### [Set exercise]
Each entry below should be returned exactly as is, with the pictures removed.

### [Records provided]
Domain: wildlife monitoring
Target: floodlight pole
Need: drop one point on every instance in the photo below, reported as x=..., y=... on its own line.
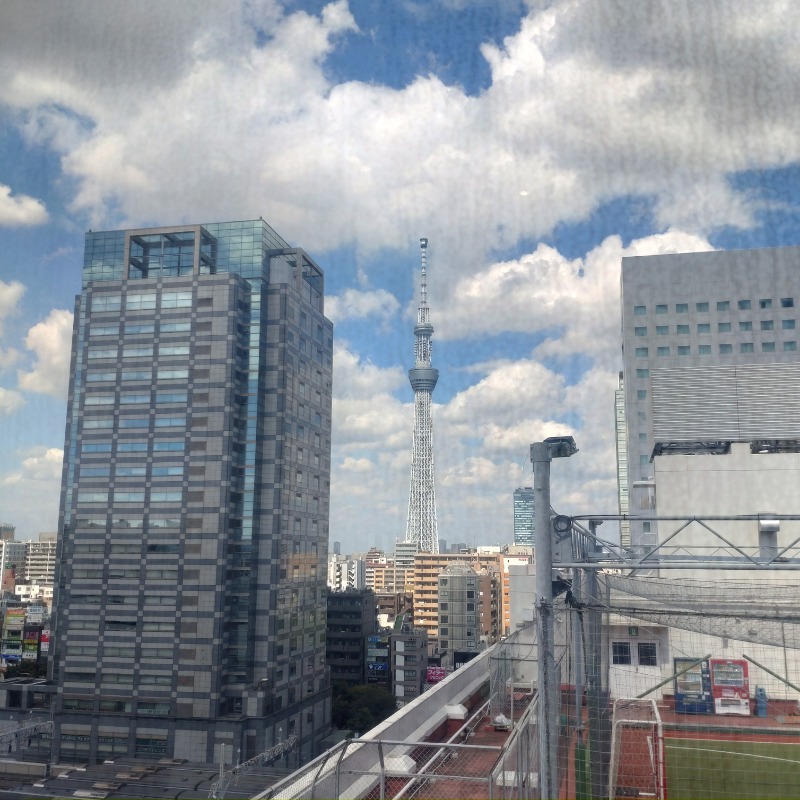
x=593, y=677
x=548, y=689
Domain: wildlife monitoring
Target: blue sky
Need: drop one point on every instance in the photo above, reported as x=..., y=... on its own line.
x=534, y=143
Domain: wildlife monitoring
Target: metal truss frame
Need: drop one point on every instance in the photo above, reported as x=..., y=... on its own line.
x=578, y=546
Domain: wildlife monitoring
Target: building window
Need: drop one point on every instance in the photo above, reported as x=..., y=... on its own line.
x=647, y=654
x=621, y=652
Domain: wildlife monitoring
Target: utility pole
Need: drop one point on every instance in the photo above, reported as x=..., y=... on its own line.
x=548, y=689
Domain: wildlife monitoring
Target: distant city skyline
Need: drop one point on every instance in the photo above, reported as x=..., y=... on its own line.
x=535, y=144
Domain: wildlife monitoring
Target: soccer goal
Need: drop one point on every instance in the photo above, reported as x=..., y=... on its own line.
x=637, y=751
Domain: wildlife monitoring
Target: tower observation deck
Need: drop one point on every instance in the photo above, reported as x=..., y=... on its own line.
x=421, y=524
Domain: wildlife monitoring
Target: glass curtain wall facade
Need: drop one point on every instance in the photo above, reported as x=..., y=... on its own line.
x=524, y=522
x=190, y=586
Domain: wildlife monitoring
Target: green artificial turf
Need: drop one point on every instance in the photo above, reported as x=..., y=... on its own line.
x=708, y=769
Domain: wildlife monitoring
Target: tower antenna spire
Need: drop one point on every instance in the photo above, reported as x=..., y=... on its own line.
x=421, y=525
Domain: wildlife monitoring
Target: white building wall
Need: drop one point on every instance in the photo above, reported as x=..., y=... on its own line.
x=727, y=485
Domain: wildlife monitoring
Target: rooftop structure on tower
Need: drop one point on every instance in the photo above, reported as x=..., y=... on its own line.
x=421, y=524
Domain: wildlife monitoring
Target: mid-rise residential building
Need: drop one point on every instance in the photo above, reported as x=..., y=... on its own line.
x=425, y=586
x=458, y=611
x=40, y=559
x=409, y=660
x=189, y=613
x=352, y=617
x=346, y=573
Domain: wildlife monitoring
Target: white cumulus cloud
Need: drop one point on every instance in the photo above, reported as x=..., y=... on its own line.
x=50, y=342
x=18, y=210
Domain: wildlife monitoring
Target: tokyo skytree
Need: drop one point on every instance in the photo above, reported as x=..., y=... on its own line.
x=421, y=524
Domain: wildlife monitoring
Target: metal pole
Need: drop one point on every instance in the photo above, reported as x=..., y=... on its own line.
x=593, y=687
x=577, y=650
x=546, y=685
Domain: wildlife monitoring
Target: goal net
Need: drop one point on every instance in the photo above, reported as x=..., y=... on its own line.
x=637, y=751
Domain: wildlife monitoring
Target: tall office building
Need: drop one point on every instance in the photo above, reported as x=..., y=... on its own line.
x=621, y=431
x=705, y=335
x=524, y=521
x=421, y=524
x=194, y=503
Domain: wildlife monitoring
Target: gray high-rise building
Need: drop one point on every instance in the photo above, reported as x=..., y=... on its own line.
x=524, y=523
x=709, y=340
x=194, y=504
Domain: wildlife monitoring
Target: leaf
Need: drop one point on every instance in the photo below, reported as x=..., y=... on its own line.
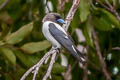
x=4, y=16
x=104, y=20
x=9, y=55
x=84, y=10
x=35, y=46
x=111, y=18
x=87, y=33
x=101, y=23
x=19, y=35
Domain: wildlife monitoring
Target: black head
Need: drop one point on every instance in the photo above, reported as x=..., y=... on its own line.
x=54, y=17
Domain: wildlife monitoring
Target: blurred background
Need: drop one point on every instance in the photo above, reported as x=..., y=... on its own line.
x=22, y=43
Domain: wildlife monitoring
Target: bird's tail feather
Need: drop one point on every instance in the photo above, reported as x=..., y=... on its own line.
x=77, y=54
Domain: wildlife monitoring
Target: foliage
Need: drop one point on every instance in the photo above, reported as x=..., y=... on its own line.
x=22, y=43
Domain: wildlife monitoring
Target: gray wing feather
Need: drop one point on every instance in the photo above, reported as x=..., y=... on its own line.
x=65, y=42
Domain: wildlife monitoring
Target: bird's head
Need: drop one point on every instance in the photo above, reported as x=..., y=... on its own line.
x=54, y=17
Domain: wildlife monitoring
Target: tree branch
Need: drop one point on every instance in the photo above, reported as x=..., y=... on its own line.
x=71, y=14
x=52, y=52
x=103, y=64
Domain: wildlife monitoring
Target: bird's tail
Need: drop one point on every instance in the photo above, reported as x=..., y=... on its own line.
x=77, y=54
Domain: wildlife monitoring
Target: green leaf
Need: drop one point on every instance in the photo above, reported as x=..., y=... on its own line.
x=111, y=18
x=4, y=16
x=84, y=9
x=104, y=20
x=9, y=55
x=101, y=23
x=19, y=35
x=87, y=33
x=35, y=46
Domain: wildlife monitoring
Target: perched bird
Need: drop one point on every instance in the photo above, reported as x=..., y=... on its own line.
x=58, y=37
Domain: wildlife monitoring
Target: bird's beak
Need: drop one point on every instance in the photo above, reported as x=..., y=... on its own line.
x=61, y=21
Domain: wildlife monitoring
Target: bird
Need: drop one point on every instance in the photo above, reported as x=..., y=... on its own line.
x=58, y=37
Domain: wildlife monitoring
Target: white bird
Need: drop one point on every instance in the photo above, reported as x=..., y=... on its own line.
x=58, y=37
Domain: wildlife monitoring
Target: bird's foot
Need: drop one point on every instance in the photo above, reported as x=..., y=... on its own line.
x=56, y=48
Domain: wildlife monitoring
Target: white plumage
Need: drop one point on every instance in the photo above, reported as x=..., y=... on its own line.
x=47, y=34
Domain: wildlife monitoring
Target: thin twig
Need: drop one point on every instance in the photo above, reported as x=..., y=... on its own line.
x=50, y=67
x=71, y=14
x=3, y=5
x=103, y=64
x=38, y=64
x=85, y=77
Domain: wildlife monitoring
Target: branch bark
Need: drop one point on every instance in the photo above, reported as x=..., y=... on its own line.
x=71, y=14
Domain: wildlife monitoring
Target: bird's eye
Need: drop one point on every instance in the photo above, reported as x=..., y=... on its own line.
x=61, y=21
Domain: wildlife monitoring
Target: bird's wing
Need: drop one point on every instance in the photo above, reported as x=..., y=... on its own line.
x=65, y=41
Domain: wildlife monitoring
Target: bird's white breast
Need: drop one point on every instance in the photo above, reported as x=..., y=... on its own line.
x=47, y=34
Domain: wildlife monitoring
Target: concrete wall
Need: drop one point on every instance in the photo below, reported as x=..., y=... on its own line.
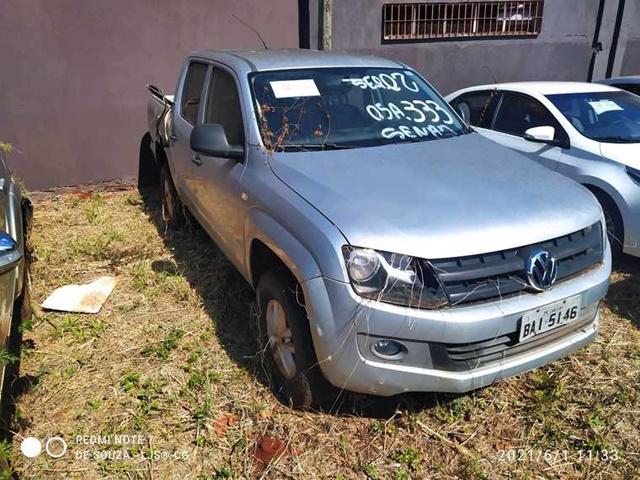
x=72, y=86
x=562, y=51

### [Solution to this task]
Domain: wildlife monitoring
Target: floodlight pole
Need: drop one point on every instance in the photo below, reported as x=..., y=... on its own line.
x=593, y=677
x=548, y=689
Domain: wildlife monitoring
Target: blue sky
Need: drop one point on every instance in the photo above, reported as x=..., y=... on its own line.
x=534, y=143
Domain: wildlife monitoring
Target: metal truss frame
Need: drop one point on every instance in the photo above, reported as x=..., y=... on its own line.
x=578, y=546
Domain: wildlife monitoring
Target: building window
Need: drop one point on every instance in the photo above, reported as x=..., y=... on its own line.
x=647, y=654
x=621, y=652
Domain: wildlife monitoring
Target: utility pole
Need: drop one point on every instance in the photo above, reported as x=..., y=... on its own line.
x=548, y=689
Domain: wildlife monitoring
Target: distant city skyline
Need: drop one point on every instance in the photo above, reported as x=..., y=... on its own line.
x=535, y=144
Domain: wildlife monitoring
Target: soccer goal
Need: drop one point on every instance in the photo above, reported as x=..., y=... on its own line.
x=637, y=751
Domain: wildlife monitoring
Target: tower observation deck
Need: drop one point on every instance in the photo above, reported as x=..., y=... on its own line.
x=421, y=524
Domain: wildlife monitoring
Target: glass curtain wall facade
Need: drop one point on every instance in the photo above, reported as x=..., y=... on its own line.
x=524, y=522
x=190, y=586
Domain: wildlife monitoring
Target: green artificial turf
Need: drop one point on every instance in the photo above, reported as x=..., y=... on its own line.
x=708, y=769
Domain: wildlife monitoring
Target: tower antenna spire
Need: drop one point on every instance in the photo above, reported as x=..., y=... on its own line.
x=421, y=525
Domain: wildlife monitoring
Target: white building wall
Need: drop one point on every instance in the photo above, reported as x=..., y=... on its own line.
x=727, y=485
Domain: wildlife monitoring
Target: rooftop structure on tower
Need: drop one point on every instance in the photo above, reported as x=..., y=... on its own line.
x=421, y=524
Domain: wildlife monitoring
Target: mid-rise residential building
Need: drop one point on every instance in the photo above, reported as x=..., y=... on its own line.
x=425, y=586
x=458, y=611
x=40, y=559
x=409, y=660
x=189, y=613
x=352, y=617
x=346, y=573
Domain: wildlife monitoring
Target: white cumulus cloud
Need: drop one point on every instance in the photo above, reported as x=..., y=... on its own line.
x=50, y=342
x=18, y=210
Domain: wildlife monitoring
Target: tokyo skytree
Need: drop one point on every instance in the photo above, reported as x=..., y=... on its own line.
x=421, y=524
Domain: wildlife monitoring
Target: metal pole
Need: drop one point on every instance in the photo above, reported as x=..., y=... on its own line.
x=593, y=687
x=577, y=650
x=546, y=685
Domain: wildlife monitoring
Target: goal net
Need: drop one point on every instance in the photo above, reported as x=..., y=... on its own line.
x=637, y=751
Domain: wildlife monitoring
Target: tall office building
Need: drop one point on every instance in the photo above, reported as x=..., y=... on its own line.
x=621, y=431
x=705, y=335
x=524, y=521
x=421, y=524
x=194, y=503
Domain: wildlife monitoring
Target: gray high-rise building
Need: drop one point on every instance in the photo above, reported as x=..., y=... on its own line.
x=524, y=523
x=709, y=340
x=194, y=504
Domain: wildlife monitoring
Target: leaf
Need: drop one point on every instance in the photo below, reported as x=..., y=... on its own line.
x=4, y=16
x=104, y=20
x=9, y=55
x=84, y=10
x=35, y=46
x=111, y=18
x=87, y=33
x=101, y=23
x=19, y=35
Domain: wildlife monitoring
Target: black head
Need: drop one point on every instance in the photo above, reported as x=..., y=... on its own line.
x=54, y=17
Domain: wildlife monitoring
Target: blurred background
Need: drop one point on every instance in the photo above, reported as x=..., y=... on its own line.
x=22, y=43
Domain: wildlife monitoring
Target: bird's tail feather
Need: drop one point on every instance in the photo above, reported as x=..., y=... on its own line.
x=77, y=54
Domain: wildlife monitoring
Target: foliage
Need: drop one point on every instance in the photo above, reported as x=..., y=... on its own line.
x=22, y=43
Domain: wildlife monitoring
Target: gray wing feather
Need: drop one point on every instance in the photo above, reported as x=..., y=... on its own line.
x=65, y=42
Domain: wildlife monitoring
Target: bird's head
Need: drop one point on every instance in the photo above, reported as x=..., y=... on its own line.
x=54, y=17
Domain: wildlife monitoring
Target: tree branch
Need: drop one point on every instance in the photo above, reported as x=..., y=... on its own line.
x=71, y=14
x=52, y=52
x=103, y=64
Domain: wildlife monitoring
Target: bird's tail
Need: drop one point on every instance in the photo above, reported as x=..., y=... on its own line.
x=77, y=54
Domain: wildlife monitoring
Target: green leaf
Need: drop one point on every instance in the photo above, reported as x=..., y=... on its own line.
x=111, y=18
x=4, y=16
x=84, y=9
x=104, y=20
x=9, y=55
x=101, y=23
x=19, y=35
x=87, y=33
x=35, y=46
Domain: wildlife monitoring
Target: perched bird
Need: drop one point on every instance in the photo above, reported as x=..., y=... on its own line.
x=58, y=37
Domain: wildlife monitoring
Target: bird's beak
Need: drop one point on every instance in the photo above, reported as x=..., y=... on its own line.
x=61, y=21
Domain: wildlife monitoring
Target: bird
Need: drop one point on every instance in the photo above, reported as x=..., y=... on its own line.
x=58, y=37
Domain: wildlife monitoring
Target: white bird
Need: drop one point on every instance in the photo above, reported as x=..., y=... on its own line.
x=58, y=37
Domain: wildlife monitoring
Target: bird's foot
Need: drop one point on every instance in the photo above, reported as x=..., y=... on its own line.
x=56, y=48
Domain: wildlife monitoring
Target: white plumage
Need: drop one point on every instance in the photo above, reported as x=..., y=... on its own line.
x=47, y=34
Domain: wildlife monitoring
Target: thin twig
Need: drop one point on every instance in the photo above, reported as x=..., y=... on its own line.
x=50, y=67
x=71, y=14
x=3, y=5
x=103, y=64
x=38, y=64
x=85, y=77
Domain: wildlife monitoring
Target: branch bark
Need: drop one point on every instance in the photo above, reported as x=..., y=... on its own line.
x=71, y=14
Domain: wildlife monitoring
Target: bird's eye
Need: drop one point on every instance in the photo above, reported as x=..., y=... on its own line.
x=61, y=21
Domain: wildlife monitoring
Target: bird's wing
Need: drop one point on every instance in the photo above, reported as x=..., y=... on its own line.
x=65, y=41
Domain: wildlife monitoring
Target: bird's white breast
Need: drop one point on every instance in the photo above, reported as x=..., y=... on its own line.
x=47, y=34
Domain: wildlife monitoring
Target: concrete wall
Need: drop one point on every instance in the photo below, reported as x=..., y=... on its own line.
x=72, y=86
x=562, y=51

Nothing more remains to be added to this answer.